_Selected text_:
Despite maintaining its index position, Strategy shares closed the day down 3.74%. The stock has remained under pressure in recent weeks, declining more than 15% over the past month.

MSCI Review Puts Strategy’s Index Status at Risk
Strategy’s inclusion in the Nasdaq 100 has drawn attention not only for its unconventional business model, but also for the growing debate over whether companies built around large digital-asset holdings should be treated as operating firms or effectively as investment vehicles.
That debate intensified this year as MSCI began reassessing how it classifies companies that raise capital primarily to acquire cryptocurrencies. The index provider has reportedly considered excluding firms whose crypto holdings account for more than 50% of total assets—a move that could affect Strategy as early as January. JPMorgan has warned that such a decision could force passive funds to sell up to $2.8 billion worth of Strategy shares.
Strategy’s leadership has pushed back against that characterization. In a Dec. 10 letter to MSCI, Executive Chairman Michael Saylor and CEO Phong Le argued that the company is an operating business, not a passive Bitcoin holder, noting that it actively issues preferred stock and other financial instruments to fund its strategy.
Strategy Raises $1.4 Billion to Ease Market Concerns
Strategy recently raised $1.44 billion in capital to address market concerns about its ability to meet dividend and debt obligations if its share price were to fall further. “There was FUD suggesting we wouldn’t be able to meet our dividend obligations, which encouraged traders to pile into short Bitcoin bets,” Le said.
Speaking at the Bitcoin MENA event in Abu Dhabi, Saylor added that he has been engaging with sovereign wealth funds, bankers, and family offices to promote Bitcoin as “digital capital” and “digital gold.” He also outlined a vision for a new class of “digital credit” built on Bitcoin, aimed at generating yield without the volatility typically associated with the asset—part of a broader effort to attract institutional capital into the ecosystem.

_Data records_:

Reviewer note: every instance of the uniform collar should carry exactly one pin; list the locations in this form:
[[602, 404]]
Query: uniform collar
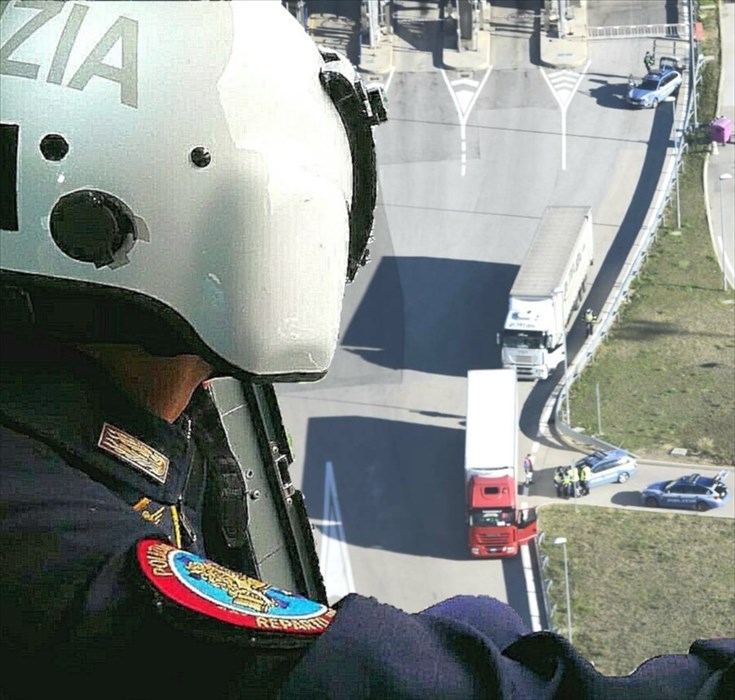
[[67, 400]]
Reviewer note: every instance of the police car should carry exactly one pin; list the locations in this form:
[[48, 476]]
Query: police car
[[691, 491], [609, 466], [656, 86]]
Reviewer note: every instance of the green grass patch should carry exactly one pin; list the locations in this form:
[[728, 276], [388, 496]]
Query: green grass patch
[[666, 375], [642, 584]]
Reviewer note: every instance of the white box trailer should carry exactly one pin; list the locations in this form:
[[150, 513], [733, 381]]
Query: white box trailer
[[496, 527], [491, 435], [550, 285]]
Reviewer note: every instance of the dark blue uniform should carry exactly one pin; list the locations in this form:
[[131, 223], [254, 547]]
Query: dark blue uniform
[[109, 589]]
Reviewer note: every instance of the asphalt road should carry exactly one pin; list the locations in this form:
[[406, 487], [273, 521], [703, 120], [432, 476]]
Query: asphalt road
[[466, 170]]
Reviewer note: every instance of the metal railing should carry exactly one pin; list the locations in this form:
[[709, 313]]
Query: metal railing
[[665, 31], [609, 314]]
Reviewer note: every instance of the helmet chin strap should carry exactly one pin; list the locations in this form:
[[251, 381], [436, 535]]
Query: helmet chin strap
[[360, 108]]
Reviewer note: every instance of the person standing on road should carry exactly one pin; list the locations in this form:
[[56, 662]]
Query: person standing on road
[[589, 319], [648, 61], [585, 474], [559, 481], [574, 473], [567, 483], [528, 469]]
==
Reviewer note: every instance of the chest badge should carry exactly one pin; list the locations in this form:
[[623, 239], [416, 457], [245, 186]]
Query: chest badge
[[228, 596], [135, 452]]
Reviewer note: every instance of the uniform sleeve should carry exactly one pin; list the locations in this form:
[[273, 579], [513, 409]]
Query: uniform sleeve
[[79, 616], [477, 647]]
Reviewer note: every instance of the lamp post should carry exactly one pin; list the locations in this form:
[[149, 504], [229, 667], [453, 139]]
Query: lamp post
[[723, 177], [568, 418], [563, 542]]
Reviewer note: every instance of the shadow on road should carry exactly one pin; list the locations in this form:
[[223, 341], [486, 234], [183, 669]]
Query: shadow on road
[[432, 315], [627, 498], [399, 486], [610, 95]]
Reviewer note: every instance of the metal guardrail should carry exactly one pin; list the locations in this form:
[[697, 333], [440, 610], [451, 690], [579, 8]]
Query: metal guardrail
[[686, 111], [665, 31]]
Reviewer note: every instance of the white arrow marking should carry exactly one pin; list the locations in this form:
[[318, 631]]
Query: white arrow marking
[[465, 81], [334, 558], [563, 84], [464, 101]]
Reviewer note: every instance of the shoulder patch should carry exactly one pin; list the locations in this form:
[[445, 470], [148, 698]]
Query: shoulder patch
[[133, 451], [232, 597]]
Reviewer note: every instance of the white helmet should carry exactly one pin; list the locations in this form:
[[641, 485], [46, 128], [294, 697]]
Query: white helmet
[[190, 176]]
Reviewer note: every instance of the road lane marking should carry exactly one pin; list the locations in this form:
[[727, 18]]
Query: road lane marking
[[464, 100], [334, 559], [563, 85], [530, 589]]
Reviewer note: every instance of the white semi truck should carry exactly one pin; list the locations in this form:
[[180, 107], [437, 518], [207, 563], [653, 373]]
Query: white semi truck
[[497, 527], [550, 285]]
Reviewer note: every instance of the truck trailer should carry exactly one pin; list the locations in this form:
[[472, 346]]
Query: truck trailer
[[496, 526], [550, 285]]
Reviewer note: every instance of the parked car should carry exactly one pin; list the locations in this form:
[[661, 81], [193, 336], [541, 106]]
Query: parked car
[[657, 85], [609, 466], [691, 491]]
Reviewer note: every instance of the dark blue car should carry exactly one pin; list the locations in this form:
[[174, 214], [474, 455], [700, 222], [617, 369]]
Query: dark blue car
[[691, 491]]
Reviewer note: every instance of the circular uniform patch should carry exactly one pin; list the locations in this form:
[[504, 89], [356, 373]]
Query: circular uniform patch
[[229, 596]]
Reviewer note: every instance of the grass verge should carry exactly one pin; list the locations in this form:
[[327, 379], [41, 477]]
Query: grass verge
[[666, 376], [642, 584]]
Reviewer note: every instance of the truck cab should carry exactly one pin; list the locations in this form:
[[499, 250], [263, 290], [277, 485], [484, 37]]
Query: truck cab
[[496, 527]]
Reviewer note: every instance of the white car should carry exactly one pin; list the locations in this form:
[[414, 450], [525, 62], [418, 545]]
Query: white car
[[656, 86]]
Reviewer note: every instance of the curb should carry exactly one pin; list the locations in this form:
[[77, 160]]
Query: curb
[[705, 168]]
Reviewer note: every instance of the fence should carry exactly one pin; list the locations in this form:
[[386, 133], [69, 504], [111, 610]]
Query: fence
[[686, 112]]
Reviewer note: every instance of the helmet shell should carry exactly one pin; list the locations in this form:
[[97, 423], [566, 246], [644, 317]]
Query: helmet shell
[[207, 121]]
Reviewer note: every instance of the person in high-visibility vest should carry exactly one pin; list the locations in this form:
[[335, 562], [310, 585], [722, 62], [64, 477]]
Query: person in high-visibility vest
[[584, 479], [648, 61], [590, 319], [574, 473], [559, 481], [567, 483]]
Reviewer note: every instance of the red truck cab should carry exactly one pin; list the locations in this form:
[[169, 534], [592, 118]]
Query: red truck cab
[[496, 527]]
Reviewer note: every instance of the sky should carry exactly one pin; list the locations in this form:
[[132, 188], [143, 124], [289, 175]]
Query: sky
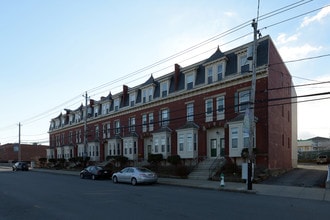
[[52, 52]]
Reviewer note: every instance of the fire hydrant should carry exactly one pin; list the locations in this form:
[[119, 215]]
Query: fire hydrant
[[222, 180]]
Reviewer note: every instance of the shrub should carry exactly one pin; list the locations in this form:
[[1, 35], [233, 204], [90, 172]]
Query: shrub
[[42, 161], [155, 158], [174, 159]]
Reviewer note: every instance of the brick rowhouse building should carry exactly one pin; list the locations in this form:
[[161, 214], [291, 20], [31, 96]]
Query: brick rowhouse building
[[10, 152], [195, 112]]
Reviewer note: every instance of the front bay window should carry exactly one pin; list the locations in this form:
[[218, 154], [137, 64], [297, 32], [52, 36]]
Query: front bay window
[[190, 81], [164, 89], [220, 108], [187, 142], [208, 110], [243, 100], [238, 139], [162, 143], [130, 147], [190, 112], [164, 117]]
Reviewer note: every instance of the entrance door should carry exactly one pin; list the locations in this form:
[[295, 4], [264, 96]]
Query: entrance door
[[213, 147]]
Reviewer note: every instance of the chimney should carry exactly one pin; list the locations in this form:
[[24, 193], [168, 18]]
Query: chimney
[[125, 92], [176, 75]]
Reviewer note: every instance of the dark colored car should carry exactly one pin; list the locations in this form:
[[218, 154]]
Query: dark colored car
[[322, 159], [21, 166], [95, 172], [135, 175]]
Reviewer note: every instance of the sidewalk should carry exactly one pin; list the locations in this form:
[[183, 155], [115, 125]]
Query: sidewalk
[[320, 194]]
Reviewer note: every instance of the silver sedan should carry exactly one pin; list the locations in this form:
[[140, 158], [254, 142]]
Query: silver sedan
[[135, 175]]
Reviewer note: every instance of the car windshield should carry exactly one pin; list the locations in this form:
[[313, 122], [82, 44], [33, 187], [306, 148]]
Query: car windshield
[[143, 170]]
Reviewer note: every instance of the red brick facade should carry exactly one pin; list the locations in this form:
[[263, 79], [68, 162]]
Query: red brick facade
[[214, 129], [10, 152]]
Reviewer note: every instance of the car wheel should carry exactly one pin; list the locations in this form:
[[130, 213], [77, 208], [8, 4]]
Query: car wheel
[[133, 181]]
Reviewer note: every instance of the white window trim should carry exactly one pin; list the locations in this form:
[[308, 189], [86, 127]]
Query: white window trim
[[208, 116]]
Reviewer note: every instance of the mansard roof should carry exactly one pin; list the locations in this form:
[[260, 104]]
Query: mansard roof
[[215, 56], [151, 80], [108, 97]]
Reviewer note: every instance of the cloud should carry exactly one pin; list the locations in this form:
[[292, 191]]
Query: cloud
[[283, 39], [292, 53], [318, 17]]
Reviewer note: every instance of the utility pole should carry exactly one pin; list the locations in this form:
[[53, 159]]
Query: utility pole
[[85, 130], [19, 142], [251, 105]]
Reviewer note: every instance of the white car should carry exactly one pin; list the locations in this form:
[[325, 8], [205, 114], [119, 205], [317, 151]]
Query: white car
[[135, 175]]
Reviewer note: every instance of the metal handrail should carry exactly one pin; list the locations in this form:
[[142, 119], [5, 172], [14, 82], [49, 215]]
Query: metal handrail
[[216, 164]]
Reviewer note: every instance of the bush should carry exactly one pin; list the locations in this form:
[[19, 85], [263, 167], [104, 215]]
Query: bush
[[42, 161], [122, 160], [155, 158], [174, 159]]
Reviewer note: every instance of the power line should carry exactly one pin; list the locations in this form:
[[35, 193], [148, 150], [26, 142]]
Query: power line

_Request_: Reproduce verbatim the stretch of the Strategy article from "Strategy Raises $1.4" through "into the ecosystem.".

_Exercise solution_:
Strategy Raises $1.4 Billion to Ease Market Concerns
Strategy recently raised $1.44 billion in capital to address market concerns about its ability to meet dividend and debt obligations if its share price were to fall further. “There was FUD suggesting we wouldn’t be able to meet our dividend obligations, which encouraged traders to pile into short Bitcoin bets,” Le said.
Speaking at the Bitcoin MENA event in Abu Dhabi, Saylor added that he has been engaging with sovereign wealth funds, bankers, and family offices to promote Bitcoin as “digital capital” and “digital gold.” He also outlined a vision for a new class of “digital credit” built on Bitcoin, aimed at generating yield without the volatility typically associated with the asset—part of a broader effort to attract institutional capital into the ecosystem.